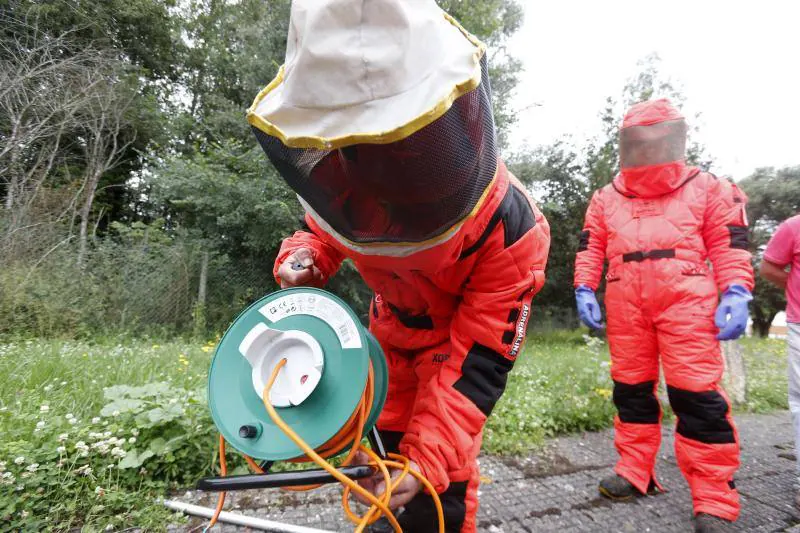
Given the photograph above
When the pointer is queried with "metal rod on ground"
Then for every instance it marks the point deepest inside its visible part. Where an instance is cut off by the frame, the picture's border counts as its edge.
(240, 520)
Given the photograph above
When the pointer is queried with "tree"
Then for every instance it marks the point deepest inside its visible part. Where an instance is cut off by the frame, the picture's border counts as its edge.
(774, 196)
(103, 135)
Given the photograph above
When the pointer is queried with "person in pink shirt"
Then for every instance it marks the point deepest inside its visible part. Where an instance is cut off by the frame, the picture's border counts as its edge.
(783, 251)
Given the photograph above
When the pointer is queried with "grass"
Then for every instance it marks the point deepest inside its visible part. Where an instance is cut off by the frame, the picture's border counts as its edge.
(61, 414)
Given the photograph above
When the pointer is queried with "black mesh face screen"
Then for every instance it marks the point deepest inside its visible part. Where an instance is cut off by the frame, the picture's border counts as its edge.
(411, 190)
(655, 144)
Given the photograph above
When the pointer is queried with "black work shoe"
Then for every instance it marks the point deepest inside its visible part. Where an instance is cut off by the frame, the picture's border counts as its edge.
(617, 487)
(708, 523)
(381, 526)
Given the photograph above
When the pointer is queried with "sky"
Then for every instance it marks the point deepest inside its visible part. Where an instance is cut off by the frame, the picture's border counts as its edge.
(737, 63)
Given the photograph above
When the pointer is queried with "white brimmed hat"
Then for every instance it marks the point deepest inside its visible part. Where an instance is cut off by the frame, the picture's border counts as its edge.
(366, 71)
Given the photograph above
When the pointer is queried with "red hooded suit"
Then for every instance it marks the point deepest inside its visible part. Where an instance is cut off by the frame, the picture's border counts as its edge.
(674, 236)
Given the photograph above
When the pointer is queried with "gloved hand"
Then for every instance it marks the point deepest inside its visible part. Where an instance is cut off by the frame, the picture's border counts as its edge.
(588, 308)
(732, 313)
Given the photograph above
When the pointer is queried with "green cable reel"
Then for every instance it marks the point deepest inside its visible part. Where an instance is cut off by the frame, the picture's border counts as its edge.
(328, 352)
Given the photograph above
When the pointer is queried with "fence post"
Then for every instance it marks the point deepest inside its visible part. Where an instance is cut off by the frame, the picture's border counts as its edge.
(734, 379)
(199, 312)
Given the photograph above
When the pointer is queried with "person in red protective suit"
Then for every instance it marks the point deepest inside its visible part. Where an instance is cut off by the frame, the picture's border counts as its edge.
(659, 224)
(397, 169)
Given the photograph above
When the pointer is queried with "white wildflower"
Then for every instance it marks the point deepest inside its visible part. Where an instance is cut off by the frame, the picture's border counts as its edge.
(118, 452)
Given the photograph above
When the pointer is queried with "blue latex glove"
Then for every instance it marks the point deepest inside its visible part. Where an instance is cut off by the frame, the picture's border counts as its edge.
(588, 308)
(732, 313)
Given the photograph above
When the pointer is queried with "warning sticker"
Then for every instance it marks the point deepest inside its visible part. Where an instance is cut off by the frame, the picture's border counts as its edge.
(320, 306)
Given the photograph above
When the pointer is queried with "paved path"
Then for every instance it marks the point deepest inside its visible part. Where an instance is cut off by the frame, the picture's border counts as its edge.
(556, 490)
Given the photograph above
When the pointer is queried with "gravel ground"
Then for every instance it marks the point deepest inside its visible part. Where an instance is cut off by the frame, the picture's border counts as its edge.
(556, 490)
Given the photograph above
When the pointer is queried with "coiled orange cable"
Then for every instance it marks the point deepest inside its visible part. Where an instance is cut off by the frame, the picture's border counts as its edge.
(350, 435)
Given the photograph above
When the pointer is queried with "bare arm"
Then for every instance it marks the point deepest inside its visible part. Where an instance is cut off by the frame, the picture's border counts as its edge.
(773, 273)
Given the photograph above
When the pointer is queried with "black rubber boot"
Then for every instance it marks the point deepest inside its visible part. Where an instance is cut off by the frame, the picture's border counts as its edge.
(617, 487)
(708, 523)
(381, 526)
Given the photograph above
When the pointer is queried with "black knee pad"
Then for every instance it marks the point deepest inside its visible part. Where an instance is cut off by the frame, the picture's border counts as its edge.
(702, 416)
(637, 404)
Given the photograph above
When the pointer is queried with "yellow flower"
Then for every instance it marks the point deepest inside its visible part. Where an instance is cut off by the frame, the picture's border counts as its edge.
(605, 393)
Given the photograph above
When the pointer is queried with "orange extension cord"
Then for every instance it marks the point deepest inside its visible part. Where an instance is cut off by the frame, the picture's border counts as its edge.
(350, 435)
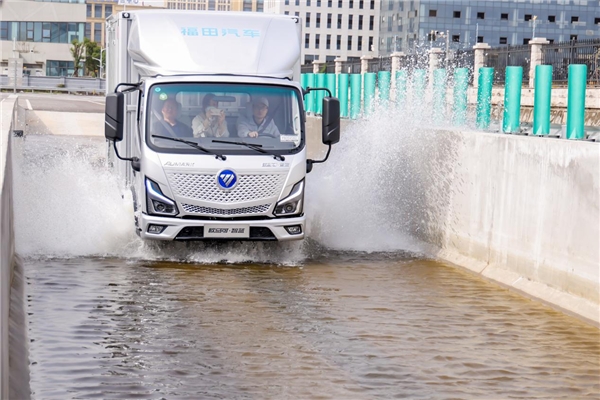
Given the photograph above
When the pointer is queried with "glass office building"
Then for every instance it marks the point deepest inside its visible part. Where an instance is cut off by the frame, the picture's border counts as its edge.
(407, 25)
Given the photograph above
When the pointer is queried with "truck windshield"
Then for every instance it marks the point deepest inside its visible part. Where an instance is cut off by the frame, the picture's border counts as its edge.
(266, 116)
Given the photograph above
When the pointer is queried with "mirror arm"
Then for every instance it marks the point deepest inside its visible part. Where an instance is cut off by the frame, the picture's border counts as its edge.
(135, 162)
(309, 162)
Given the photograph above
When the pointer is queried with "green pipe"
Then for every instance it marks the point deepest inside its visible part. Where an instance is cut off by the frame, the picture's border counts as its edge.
(310, 98)
(576, 101)
(331, 84)
(439, 95)
(343, 94)
(383, 83)
(355, 88)
(511, 121)
(461, 85)
(542, 99)
(320, 94)
(401, 86)
(484, 97)
(369, 91)
(419, 84)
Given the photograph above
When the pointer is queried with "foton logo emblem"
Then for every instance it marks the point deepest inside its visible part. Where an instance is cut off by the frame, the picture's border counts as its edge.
(226, 179)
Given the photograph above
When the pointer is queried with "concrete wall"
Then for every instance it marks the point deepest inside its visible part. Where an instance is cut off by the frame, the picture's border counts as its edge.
(7, 249)
(14, 359)
(522, 211)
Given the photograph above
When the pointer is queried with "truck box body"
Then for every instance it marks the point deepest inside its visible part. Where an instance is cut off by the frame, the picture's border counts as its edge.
(231, 80)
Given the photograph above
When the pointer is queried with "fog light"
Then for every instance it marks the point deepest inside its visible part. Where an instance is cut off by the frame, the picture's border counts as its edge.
(294, 229)
(156, 229)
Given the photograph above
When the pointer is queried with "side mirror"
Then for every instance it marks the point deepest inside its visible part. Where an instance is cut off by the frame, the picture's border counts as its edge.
(331, 120)
(114, 116)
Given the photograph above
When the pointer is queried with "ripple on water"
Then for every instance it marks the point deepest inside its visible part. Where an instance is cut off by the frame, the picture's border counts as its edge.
(356, 326)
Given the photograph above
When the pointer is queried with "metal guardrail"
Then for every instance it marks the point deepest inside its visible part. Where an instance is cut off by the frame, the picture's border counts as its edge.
(561, 55)
(56, 83)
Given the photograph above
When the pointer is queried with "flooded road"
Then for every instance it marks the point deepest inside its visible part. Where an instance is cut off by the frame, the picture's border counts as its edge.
(340, 325)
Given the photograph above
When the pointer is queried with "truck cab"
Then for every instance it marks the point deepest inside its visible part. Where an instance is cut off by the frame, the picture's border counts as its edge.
(211, 147)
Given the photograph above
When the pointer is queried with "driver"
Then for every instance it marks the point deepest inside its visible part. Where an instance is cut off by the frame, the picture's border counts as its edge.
(169, 125)
(258, 124)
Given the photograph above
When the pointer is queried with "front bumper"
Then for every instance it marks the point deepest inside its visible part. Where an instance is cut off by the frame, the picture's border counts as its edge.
(191, 229)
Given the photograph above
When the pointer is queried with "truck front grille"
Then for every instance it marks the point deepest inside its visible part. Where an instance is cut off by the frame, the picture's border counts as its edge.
(204, 187)
(189, 208)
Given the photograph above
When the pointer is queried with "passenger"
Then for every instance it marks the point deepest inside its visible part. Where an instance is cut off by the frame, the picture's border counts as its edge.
(169, 125)
(258, 124)
(211, 121)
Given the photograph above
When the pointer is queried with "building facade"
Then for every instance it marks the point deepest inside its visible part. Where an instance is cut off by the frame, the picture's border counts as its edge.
(408, 25)
(345, 29)
(38, 34)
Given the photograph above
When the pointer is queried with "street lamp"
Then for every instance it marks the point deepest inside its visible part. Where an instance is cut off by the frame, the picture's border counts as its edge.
(100, 61)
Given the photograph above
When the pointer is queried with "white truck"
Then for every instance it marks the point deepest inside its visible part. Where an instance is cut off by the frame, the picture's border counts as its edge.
(206, 123)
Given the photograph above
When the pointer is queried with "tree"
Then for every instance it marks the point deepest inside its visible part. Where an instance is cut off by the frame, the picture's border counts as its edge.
(77, 51)
(92, 55)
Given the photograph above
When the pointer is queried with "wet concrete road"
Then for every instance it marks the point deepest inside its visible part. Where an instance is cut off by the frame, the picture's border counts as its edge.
(335, 326)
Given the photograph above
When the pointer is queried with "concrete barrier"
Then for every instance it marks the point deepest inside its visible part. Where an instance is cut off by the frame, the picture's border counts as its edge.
(519, 210)
(14, 369)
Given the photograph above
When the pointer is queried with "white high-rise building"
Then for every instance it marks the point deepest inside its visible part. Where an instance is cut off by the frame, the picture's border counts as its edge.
(345, 29)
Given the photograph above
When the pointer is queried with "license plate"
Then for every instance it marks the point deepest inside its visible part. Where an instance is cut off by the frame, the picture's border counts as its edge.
(227, 231)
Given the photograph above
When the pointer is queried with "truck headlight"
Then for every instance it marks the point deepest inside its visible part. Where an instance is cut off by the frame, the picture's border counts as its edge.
(156, 202)
(293, 204)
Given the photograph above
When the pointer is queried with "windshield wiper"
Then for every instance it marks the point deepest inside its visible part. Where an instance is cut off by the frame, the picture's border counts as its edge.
(257, 147)
(194, 145)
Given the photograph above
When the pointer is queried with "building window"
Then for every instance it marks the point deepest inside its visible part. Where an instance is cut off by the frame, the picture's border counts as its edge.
(98, 32)
(59, 68)
(88, 30)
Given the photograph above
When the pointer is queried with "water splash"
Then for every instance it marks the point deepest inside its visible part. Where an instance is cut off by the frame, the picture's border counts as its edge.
(374, 194)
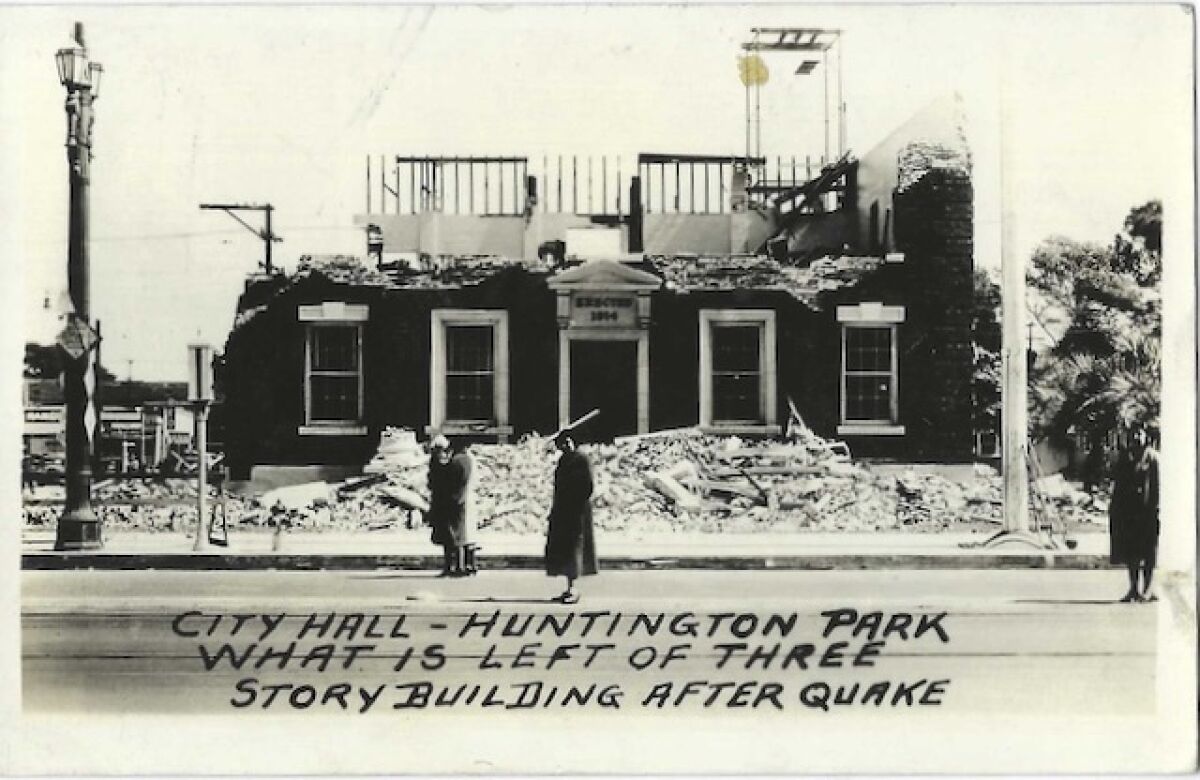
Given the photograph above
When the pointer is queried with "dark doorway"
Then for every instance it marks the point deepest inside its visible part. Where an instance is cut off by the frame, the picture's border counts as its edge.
(604, 376)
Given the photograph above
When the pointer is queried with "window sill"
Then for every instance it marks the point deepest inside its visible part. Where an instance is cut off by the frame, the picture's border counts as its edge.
(467, 429)
(870, 429)
(335, 429)
(753, 429)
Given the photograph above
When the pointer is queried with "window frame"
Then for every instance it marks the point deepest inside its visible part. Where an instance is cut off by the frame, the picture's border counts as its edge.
(765, 319)
(441, 319)
(347, 425)
(877, 316)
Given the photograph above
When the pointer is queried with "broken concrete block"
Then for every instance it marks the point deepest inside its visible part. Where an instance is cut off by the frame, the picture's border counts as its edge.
(298, 497)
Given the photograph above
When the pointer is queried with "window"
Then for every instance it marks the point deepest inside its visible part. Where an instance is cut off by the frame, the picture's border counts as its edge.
(737, 379)
(468, 382)
(334, 373)
(870, 397)
(868, 373)
(471, 373)
(737, 370)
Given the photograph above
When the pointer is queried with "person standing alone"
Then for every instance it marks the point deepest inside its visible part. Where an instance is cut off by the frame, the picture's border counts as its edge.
(1133, 514)
(450, 507)
(570, 544)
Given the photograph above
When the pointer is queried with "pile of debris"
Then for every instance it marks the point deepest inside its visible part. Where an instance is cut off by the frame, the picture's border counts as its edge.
(804, 282)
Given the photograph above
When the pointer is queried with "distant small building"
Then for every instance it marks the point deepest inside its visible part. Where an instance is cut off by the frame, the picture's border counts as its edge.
(139, 420)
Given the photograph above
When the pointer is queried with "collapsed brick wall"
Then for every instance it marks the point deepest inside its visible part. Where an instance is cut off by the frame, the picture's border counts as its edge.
(935, 231)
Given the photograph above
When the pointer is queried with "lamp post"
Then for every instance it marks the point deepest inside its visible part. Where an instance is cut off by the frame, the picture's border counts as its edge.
(199, 396)
(78, 528)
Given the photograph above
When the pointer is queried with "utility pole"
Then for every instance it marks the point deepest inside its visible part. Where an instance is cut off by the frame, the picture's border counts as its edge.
(265, 234)
(1014, 391)
(78, 528)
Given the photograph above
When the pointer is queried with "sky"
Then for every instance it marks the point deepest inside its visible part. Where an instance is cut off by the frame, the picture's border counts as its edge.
(282, 105)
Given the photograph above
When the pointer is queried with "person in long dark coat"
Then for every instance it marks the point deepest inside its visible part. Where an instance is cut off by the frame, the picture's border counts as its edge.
(570, 544)
(450, 505)
(1133, 514)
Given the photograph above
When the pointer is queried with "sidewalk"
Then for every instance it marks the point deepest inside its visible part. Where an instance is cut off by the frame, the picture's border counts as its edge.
(412, 550)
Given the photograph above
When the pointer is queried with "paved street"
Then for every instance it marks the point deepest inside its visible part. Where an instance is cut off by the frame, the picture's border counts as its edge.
(382, 641)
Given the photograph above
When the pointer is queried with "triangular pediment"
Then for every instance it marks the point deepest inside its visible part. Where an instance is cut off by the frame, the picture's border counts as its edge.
(604, 275)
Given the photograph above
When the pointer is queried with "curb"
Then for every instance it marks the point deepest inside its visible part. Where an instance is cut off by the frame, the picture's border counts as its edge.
(208, 562)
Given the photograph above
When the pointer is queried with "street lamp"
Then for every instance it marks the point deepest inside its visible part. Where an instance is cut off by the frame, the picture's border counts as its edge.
(199, 396)
(78, 528)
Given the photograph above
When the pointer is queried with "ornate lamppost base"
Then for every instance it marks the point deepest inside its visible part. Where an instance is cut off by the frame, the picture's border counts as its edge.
(78, 531)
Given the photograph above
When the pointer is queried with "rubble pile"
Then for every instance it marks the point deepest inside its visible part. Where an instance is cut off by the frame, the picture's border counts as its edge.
(658, 483)
(803, 282)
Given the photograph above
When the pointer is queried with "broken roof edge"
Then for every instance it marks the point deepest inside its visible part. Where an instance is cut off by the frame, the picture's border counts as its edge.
(679, 273)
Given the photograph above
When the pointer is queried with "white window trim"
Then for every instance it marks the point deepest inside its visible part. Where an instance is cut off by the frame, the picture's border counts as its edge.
(339, 312)
(330, 427)
(443, 318)
(767, 369)
(871, 427)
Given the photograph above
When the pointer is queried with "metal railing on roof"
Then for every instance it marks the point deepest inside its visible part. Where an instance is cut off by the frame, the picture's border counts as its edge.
(594, 185)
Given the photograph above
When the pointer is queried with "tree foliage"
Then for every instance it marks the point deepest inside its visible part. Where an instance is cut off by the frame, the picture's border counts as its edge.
(987, 336)
(1101, 313)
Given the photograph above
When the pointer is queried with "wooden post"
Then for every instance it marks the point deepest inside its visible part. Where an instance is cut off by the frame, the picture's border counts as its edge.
(1014, 389)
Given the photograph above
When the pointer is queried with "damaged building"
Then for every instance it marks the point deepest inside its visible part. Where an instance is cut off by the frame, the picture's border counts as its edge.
(726, 293)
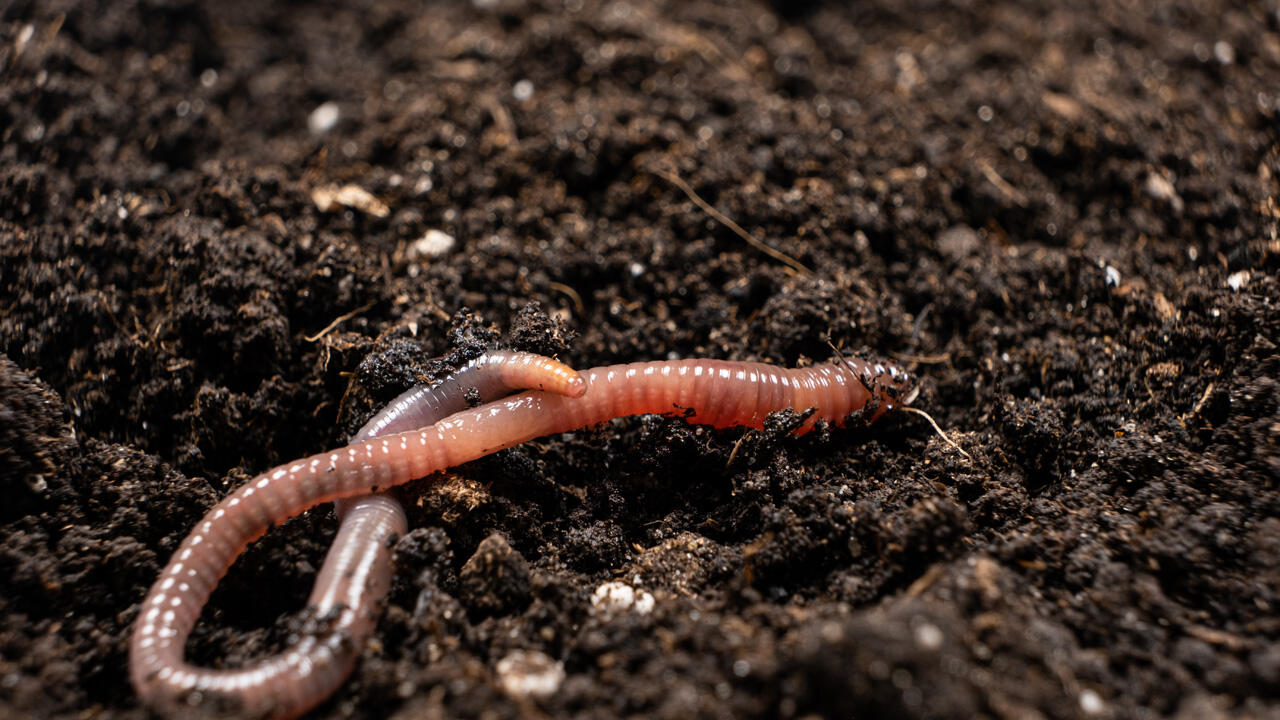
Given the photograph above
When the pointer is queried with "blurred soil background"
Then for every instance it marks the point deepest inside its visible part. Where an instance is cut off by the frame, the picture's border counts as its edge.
(229, 231)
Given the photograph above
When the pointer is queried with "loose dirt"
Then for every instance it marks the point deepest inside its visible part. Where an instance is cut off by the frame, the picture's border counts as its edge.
(1063, 218)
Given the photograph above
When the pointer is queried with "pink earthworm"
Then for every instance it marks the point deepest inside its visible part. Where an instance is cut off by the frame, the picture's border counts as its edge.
(357, 569)
(713, 392)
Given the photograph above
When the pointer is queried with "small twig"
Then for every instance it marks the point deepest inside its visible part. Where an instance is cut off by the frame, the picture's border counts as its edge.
(572, 296)
(734, 452)
(341, 319)
(670, 176)
(922, 359)
(937, 429)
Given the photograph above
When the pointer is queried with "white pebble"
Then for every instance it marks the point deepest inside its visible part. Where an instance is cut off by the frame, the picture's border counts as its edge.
(522, 90)
(1091, 702)
(620, 597)
(1238, 281)
(928, 636)
(434, 244)
(323, 118)
(529, 673)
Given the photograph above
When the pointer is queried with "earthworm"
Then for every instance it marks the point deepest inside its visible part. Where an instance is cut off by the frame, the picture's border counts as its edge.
(357, 569)
(713, 392)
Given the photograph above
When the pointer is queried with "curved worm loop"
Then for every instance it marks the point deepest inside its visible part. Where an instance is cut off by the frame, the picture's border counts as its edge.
(713, 392)
(351, 586)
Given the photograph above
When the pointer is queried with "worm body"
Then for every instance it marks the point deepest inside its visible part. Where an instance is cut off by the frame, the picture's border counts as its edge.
(353, 580)
(713, 392)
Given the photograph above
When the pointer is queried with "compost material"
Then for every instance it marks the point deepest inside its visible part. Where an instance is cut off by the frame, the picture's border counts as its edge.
(231, 231)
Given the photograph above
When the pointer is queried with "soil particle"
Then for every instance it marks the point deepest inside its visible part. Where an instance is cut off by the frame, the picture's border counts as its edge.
(1061, 220)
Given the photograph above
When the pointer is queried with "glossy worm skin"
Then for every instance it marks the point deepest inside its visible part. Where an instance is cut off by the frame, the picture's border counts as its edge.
(713, 392)
(353, 579)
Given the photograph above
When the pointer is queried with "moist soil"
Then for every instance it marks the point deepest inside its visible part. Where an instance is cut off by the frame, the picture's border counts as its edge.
(1061, 219)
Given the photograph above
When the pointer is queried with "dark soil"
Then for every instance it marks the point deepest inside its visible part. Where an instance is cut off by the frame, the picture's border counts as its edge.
(1063, 217)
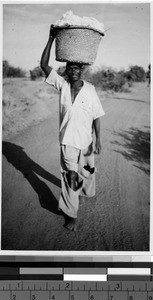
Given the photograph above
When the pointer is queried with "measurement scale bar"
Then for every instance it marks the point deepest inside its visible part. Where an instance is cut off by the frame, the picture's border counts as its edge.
(70, 290)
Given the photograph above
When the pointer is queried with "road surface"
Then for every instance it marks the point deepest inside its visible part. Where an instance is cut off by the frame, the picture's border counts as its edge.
(116, 219)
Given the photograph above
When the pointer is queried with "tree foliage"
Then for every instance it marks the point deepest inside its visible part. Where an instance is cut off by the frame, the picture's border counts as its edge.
(36, 73)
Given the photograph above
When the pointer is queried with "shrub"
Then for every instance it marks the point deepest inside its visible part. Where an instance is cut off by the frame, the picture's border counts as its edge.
(10, 71)
(136, 73)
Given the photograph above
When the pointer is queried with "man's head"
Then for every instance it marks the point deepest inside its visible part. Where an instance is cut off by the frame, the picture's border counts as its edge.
(74, 70)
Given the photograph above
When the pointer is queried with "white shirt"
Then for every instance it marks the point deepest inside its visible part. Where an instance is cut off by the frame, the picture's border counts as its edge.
(76, 118)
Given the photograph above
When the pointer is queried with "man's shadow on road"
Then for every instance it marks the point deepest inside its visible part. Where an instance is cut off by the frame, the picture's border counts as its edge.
(20, 160)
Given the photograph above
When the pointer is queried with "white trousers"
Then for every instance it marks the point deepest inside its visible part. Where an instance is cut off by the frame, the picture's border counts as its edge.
(80, 161)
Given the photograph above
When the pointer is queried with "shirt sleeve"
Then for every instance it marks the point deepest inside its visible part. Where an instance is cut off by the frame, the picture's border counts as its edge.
(55, 79)
(97, 106)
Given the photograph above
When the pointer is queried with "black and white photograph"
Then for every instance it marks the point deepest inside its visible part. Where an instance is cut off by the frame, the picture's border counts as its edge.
(76, 124)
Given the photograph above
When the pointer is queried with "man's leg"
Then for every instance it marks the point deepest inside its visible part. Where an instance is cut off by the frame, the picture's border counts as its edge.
(69, 198)
(87, 172)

· · · · · · ·

• **De opgave**: Zoek in de items hierboven alle regels waarin het woord "concrete" voorkomt, en neem die regels alsjeblieft ongewijzigd over.

• **Resultaat**:
When the pointer is queried with "concrete wall"
When the pointer is queried with "wet concrete road"
When the pointer is queried with "concrete barrier"
When the pointer is queried with "broken concrete block"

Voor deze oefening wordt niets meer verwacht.